**How to complete this task**
This exercise calls for copying every line below that holds the word "record".

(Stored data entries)
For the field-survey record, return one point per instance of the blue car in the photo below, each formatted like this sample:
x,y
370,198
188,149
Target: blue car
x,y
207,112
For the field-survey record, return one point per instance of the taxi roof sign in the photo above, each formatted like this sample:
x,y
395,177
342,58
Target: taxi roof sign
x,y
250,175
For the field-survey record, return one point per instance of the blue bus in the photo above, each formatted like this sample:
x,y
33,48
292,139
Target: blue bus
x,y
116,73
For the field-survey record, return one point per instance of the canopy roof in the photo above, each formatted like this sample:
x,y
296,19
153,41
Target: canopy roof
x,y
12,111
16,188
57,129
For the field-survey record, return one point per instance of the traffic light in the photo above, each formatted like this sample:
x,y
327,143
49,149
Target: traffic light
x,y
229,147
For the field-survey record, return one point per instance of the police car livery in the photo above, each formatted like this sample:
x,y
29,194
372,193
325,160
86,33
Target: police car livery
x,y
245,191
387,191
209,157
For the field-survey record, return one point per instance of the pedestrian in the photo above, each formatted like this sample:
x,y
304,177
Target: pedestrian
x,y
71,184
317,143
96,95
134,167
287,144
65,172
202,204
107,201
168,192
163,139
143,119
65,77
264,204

**Response**
For the field-survey record, return one point per instance of the blue car in the photo below, each formatted like this sample:
For the field-survey record, return one point per instance of the taxi roof sign in the photo above, each formatted like this sample:
For the field-survey record, return one point per instance of the blue bus in the photo above, each formatted like this sample:
For the field-survey record, return one point per instance of the canopy roof in the photo above, each formatted like this sample:
For the field-survey record, return one point per instance of the traffic light in the photo above, each formatted like this sample:
For the field-survey record, return one point per instance of the police car livery in the photo above, each formatted like this sample:
For the field-survey record, return one point per instance of the pedestrian in the photo above, each formatted like this sample:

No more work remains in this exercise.